▶ **Goal**: Rewrite the entries below as a JSON list of strings, one string per line, skipping any blank lines. Leave the pictures out.

▶ **Excerpts from point annotation data**:

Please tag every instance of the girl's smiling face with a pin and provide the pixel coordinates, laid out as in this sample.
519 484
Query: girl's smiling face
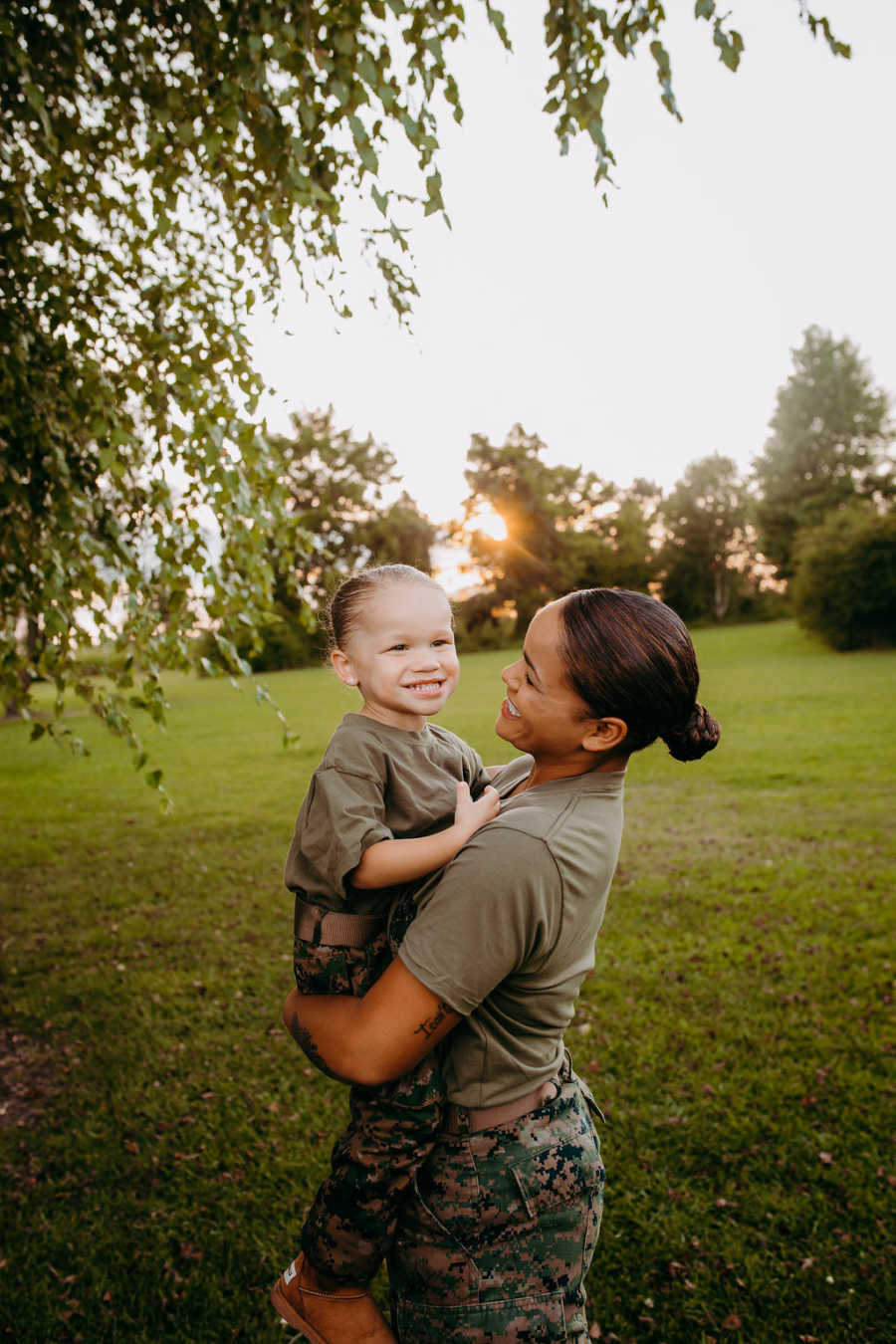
400 653
543 714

▶ **Response**:
[
  "Please tag every instance of the girl's smiling face with a pin and provide the pixel coordinates, laid out as in this sample.",
  "519 484",
  "Query: girl's smiling face",
  "400 653",
  "543 714"
]